__The request__
Report each line in the listing below that contains the string "wavy", copying every such line in full.

__Task inputs__
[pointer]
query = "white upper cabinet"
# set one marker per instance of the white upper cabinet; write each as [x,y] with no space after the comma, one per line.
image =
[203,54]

--

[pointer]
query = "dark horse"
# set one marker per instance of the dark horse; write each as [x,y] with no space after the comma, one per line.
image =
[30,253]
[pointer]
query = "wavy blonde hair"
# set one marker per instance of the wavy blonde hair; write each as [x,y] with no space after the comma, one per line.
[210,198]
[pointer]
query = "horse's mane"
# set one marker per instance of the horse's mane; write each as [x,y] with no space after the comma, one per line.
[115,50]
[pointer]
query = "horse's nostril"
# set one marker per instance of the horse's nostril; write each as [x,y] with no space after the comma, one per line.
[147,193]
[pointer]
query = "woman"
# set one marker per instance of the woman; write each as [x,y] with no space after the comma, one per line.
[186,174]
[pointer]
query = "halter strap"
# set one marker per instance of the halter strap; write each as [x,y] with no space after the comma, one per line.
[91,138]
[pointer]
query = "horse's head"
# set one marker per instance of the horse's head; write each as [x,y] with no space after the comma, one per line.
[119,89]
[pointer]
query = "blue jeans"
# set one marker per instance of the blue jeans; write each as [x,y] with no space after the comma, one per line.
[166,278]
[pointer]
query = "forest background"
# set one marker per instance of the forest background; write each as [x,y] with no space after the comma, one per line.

__Written reply__
query = "wavy blonde hair"
# set one marker per instance of the wavy blonde hair; write each as [x,y] with no space after the comma, one per line.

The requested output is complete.